• Written request:
Extract every line of the data below that contains the word "white", matching case exactly.

☆ ☆ ☆

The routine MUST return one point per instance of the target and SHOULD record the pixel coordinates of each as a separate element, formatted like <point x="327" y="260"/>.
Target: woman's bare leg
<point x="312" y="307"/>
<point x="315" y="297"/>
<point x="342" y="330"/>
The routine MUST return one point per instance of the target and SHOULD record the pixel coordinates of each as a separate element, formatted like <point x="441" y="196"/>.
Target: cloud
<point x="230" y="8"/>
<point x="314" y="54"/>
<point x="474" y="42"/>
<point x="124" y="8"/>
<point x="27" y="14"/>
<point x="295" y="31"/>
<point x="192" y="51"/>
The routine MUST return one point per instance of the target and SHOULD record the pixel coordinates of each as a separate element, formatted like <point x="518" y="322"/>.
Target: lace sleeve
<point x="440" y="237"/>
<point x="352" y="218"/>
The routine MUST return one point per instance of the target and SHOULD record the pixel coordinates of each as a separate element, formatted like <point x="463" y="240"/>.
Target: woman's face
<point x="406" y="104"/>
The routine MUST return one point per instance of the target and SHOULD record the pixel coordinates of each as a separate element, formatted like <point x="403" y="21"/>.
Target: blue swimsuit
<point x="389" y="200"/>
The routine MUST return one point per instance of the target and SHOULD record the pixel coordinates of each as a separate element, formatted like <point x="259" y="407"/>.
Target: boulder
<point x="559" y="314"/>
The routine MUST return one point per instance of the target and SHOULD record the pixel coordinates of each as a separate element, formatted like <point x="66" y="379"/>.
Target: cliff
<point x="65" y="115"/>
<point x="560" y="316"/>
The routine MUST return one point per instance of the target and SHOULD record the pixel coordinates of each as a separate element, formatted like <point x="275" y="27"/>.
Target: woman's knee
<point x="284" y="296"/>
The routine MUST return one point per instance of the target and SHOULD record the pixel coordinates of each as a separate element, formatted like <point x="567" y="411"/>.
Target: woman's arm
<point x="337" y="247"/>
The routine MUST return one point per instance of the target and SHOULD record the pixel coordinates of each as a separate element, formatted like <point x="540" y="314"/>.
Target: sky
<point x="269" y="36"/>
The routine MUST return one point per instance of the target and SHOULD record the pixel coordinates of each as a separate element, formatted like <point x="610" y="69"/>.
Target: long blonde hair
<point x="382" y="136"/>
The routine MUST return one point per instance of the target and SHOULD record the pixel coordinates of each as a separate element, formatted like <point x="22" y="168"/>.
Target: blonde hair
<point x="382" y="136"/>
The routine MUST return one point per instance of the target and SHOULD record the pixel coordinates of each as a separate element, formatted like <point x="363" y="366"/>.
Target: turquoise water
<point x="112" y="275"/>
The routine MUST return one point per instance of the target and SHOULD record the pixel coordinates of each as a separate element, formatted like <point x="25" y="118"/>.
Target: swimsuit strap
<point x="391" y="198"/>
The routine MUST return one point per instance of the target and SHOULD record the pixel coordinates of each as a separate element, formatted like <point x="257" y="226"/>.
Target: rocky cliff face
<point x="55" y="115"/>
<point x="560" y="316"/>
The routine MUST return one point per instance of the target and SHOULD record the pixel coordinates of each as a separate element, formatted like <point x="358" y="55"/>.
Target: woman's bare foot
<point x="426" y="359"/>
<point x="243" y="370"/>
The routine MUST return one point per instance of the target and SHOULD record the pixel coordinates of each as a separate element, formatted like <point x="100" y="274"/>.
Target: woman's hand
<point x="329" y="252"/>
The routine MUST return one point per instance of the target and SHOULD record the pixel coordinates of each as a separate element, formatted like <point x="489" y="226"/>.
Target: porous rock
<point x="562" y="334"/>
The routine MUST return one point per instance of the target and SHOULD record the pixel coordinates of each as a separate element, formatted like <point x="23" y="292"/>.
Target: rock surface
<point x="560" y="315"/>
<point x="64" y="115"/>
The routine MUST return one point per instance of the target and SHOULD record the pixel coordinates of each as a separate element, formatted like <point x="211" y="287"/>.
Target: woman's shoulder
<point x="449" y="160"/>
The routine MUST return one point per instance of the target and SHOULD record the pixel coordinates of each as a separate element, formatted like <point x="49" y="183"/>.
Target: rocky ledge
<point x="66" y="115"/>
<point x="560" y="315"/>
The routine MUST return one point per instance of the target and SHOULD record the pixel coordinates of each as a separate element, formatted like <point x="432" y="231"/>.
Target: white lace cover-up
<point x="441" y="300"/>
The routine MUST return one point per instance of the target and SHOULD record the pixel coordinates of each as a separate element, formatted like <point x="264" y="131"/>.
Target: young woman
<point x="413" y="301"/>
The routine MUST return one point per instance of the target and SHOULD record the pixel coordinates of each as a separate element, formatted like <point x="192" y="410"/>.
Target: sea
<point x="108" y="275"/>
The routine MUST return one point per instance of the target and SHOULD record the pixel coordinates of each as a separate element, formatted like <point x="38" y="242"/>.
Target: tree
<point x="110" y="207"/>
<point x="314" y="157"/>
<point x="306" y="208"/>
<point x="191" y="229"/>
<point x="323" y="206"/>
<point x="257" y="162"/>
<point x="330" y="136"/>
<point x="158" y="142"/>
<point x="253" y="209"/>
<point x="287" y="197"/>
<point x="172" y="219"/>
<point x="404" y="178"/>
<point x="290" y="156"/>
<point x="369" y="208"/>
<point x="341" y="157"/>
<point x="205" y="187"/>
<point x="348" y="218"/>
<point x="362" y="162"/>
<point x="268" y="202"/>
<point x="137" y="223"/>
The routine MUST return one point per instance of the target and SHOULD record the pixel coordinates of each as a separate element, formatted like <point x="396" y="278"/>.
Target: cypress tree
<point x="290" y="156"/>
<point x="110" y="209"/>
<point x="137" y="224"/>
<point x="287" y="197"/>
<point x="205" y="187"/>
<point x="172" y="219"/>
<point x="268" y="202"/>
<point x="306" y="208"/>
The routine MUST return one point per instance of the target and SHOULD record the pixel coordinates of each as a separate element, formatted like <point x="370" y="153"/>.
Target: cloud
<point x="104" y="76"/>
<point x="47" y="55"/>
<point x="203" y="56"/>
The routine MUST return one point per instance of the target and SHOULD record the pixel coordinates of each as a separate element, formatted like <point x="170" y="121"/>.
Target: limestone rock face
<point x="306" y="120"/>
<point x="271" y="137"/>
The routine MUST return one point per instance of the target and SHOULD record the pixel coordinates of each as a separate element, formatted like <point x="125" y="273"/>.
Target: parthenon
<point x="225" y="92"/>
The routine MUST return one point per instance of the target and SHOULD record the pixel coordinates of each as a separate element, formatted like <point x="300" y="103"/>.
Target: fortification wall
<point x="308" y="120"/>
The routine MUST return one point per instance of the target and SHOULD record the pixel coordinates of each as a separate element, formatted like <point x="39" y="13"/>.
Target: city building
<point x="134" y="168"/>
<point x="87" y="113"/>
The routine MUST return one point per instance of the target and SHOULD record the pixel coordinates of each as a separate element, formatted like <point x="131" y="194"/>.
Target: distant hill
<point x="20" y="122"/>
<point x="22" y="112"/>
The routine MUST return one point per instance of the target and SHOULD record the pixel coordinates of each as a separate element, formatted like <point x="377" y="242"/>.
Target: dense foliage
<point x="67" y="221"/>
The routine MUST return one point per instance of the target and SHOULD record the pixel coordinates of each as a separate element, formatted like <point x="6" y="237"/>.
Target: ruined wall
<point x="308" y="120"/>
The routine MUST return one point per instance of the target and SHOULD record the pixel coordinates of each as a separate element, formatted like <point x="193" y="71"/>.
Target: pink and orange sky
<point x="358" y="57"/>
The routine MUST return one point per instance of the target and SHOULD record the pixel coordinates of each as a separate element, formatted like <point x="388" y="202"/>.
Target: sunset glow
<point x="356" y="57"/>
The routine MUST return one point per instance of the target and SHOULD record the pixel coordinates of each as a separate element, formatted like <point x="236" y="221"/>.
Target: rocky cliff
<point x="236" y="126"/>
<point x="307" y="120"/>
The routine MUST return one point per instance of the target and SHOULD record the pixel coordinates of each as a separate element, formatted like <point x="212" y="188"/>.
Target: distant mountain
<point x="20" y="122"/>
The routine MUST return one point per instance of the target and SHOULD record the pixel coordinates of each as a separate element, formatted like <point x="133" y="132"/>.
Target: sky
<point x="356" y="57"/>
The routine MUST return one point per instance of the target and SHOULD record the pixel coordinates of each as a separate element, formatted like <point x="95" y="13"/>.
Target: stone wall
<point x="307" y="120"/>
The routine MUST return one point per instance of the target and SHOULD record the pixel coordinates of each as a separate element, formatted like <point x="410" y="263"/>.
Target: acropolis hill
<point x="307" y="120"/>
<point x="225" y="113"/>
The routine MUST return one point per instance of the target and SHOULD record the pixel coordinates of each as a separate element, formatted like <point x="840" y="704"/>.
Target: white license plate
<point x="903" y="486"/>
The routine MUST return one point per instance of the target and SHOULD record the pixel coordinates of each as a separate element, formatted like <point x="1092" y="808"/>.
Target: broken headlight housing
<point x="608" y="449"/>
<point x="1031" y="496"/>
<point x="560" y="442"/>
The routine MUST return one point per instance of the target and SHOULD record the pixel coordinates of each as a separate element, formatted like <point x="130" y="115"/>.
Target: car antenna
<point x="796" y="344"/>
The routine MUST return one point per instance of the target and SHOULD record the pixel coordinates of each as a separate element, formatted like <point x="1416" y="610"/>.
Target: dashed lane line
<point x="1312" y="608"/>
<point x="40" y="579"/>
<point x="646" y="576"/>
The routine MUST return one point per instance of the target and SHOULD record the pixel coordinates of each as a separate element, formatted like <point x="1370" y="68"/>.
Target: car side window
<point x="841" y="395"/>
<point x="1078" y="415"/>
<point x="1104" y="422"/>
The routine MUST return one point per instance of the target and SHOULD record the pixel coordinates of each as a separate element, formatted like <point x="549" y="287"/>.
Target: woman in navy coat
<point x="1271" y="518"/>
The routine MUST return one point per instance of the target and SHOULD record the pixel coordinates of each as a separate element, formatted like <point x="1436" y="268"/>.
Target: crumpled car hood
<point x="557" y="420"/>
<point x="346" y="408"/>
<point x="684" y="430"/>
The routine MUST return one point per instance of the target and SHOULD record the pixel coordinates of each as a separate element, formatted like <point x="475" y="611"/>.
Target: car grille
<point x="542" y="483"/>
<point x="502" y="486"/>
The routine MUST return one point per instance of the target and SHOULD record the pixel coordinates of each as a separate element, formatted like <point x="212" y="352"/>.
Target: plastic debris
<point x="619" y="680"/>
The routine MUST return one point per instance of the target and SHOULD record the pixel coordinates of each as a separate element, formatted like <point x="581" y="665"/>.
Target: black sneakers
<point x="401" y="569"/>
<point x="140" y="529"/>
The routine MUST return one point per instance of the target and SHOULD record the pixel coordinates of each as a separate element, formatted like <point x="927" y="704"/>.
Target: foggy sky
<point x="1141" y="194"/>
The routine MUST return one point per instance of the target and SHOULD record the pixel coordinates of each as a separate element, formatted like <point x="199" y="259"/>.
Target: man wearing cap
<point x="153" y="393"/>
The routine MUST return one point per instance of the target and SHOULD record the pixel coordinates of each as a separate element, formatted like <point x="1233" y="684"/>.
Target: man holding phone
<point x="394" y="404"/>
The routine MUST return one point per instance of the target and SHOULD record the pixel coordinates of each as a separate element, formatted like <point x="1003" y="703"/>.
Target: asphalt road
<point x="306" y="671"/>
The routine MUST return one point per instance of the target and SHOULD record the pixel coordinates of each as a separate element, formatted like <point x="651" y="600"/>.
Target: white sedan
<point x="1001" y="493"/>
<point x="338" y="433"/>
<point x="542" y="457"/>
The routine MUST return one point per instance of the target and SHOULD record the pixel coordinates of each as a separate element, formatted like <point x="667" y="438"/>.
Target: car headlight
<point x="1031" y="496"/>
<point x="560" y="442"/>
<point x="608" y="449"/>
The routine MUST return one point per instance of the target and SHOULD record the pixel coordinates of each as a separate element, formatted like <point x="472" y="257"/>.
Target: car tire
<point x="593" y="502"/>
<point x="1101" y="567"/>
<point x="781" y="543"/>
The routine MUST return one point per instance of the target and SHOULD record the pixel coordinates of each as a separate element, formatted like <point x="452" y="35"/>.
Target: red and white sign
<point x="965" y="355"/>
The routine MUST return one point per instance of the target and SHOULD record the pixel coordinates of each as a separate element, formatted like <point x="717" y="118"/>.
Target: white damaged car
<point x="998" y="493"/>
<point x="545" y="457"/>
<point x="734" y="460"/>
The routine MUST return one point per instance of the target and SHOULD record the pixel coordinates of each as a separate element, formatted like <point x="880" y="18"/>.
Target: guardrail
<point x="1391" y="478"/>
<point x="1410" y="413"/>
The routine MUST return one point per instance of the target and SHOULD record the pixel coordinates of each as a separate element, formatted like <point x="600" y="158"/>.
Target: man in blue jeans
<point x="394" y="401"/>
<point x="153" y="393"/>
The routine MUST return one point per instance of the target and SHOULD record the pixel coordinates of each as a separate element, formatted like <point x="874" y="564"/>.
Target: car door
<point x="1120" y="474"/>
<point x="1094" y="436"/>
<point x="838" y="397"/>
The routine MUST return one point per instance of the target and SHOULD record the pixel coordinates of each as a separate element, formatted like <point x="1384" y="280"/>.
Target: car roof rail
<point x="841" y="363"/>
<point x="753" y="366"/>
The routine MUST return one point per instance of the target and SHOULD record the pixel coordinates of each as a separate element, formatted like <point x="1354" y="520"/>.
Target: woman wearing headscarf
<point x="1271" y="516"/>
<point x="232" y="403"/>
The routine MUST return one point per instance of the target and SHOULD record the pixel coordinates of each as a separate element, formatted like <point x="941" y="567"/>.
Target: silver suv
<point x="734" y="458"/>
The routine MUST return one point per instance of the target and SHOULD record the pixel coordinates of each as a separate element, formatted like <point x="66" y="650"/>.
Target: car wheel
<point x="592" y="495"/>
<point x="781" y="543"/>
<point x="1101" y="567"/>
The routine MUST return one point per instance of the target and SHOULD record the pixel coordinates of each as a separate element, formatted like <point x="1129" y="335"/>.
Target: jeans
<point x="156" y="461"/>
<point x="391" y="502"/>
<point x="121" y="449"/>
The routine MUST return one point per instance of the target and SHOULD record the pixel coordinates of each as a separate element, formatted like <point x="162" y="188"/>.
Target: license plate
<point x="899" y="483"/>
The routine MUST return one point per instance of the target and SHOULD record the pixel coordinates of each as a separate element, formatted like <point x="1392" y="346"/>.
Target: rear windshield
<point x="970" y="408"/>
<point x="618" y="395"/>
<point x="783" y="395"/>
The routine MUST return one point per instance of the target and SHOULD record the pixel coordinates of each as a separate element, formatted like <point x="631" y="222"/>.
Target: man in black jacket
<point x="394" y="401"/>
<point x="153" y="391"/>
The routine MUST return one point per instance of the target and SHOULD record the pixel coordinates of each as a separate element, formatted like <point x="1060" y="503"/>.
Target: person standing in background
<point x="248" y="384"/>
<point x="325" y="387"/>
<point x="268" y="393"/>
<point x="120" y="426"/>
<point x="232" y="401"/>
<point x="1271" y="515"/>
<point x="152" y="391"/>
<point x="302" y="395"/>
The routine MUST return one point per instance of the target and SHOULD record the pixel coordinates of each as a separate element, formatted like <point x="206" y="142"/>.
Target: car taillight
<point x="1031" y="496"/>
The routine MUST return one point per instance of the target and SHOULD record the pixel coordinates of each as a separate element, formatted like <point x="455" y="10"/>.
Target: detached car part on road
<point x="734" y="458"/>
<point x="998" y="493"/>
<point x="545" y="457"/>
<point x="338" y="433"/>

☆ ☆ ☆

• Response for this exercise:
Target: white lace cover-up
Target: white license plate
Target: white sedan
Target: red and white sign
Target: white damaged car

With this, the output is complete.